▸ **YOUR OBJECTIVE**
Translate this sentence from the theater review below into Spanish: "We are simple creatures, after all, eager to be astonished, desperate for heroes, hopeful that others are actually more confident than we know ourselves to be."

▸ **TEXT SHOWN**

#####

Madeleine Potter’s ‘Hedda’ Drenched in Languid Malaise

By Selby Frame
Arts Reporter, Kennebec Journal

If you do it with great style, there is almost nothing that won’t elicit the admiration of your fellow man. Or woman.

We are simple creatures, after all, eager to be astonished, desperate for heroes, hopeful that others are actually more confident than we know ourselves to be.

The theatre is full of such large people, and one of the most notorious is Henrik Ibsen’s “Hedda Gabler,” arguably one of the most darkly flamboyant women to be written in her era.

Portland Stage Company has mounted a production of”Hedda” that honors the wrenched panache of this tragic heroine, while striving to meet the more complex undertones of the play.

Hedda is a haughty, beautiful aristocrat who has just returned from a honeymoon with her bookish, earnest husband, Tesman. She quickly finds herself caught in the private threads of the past as she languishes in a life that is far below her gifts.

She begins to toy with the lives of those around her–notably, Eilbert Lovborg, her past lover, and Thea Elvsted, the woman who now claims him. She tortures them by robbing them of their belief in the beauty of their own lives, leading Lovborg to his death and Thea to her ruin. But as she tests her power over others, she ultimately falls victim to her own schemes gone awry.

#####

▸ **DATA ROWS**
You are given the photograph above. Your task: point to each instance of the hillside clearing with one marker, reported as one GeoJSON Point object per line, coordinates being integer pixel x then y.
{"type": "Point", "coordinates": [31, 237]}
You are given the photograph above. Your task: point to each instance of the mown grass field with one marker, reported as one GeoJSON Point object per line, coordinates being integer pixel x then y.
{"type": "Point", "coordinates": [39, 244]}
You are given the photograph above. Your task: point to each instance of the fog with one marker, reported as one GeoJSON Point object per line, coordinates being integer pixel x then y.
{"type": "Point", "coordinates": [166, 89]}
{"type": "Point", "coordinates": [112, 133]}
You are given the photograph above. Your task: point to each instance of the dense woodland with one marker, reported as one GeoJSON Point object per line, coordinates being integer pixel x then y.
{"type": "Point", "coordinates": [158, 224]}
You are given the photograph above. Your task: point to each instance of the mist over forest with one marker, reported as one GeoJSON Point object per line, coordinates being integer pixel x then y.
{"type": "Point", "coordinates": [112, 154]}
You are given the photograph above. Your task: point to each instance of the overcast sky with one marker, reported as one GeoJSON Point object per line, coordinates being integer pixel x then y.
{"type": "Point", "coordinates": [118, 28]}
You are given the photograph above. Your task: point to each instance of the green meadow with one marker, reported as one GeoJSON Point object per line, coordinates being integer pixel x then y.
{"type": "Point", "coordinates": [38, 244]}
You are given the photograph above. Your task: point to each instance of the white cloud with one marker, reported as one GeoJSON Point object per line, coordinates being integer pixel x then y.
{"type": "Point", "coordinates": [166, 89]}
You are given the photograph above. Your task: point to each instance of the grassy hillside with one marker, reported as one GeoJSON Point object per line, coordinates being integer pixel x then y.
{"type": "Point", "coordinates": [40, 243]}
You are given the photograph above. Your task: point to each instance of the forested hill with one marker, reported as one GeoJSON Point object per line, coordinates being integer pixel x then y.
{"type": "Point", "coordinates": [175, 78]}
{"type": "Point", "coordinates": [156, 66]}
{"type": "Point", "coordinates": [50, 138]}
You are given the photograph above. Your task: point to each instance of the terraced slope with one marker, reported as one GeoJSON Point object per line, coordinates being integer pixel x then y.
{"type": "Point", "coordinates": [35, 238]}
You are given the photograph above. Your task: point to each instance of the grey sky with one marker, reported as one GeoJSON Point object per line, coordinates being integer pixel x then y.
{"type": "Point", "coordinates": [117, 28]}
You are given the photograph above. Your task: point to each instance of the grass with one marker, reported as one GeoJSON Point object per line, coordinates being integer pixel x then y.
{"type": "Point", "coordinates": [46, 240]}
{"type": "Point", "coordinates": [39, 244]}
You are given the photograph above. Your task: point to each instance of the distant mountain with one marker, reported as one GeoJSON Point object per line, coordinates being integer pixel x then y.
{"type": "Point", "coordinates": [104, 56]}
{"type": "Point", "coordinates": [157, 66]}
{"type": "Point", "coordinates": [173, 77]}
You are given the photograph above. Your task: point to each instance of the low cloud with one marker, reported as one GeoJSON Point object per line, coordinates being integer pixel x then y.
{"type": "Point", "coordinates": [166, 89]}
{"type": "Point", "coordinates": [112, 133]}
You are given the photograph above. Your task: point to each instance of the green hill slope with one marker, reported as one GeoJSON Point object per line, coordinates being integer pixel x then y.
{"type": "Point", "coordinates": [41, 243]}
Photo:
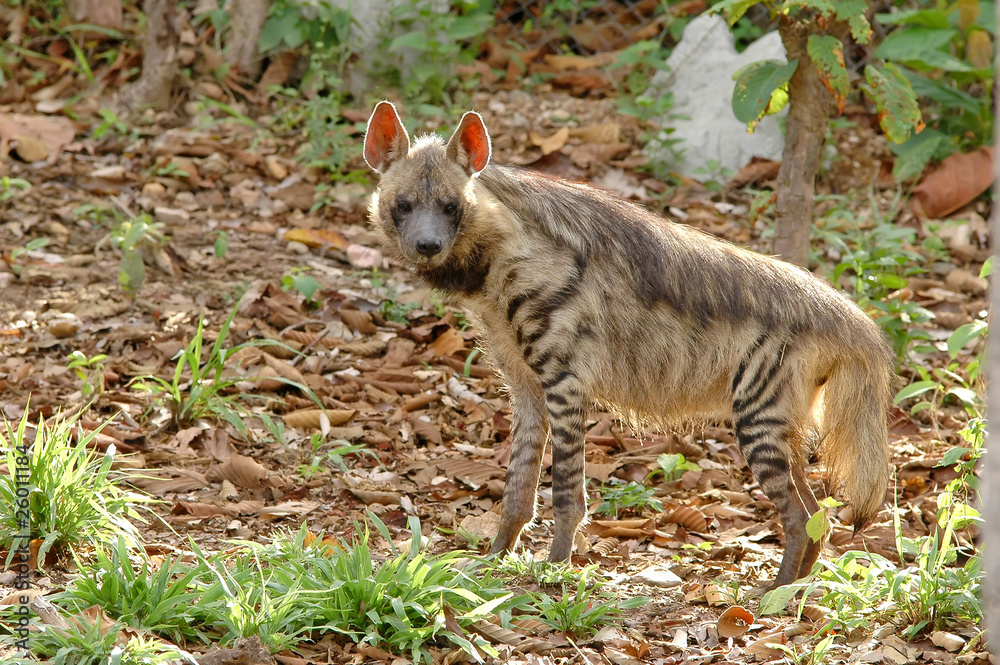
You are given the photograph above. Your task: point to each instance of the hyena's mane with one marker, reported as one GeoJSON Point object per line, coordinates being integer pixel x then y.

#####

▸ **TASK SOLUTION**
Al fin y al cabo, somos criaturas sencillas, deseosas de que nos asombren, desesperadas por encontrar héroes, con la esperanza de que los demás tengan en realidad más seguridad en sí mismos de la que sabemos que tenemos nosotros.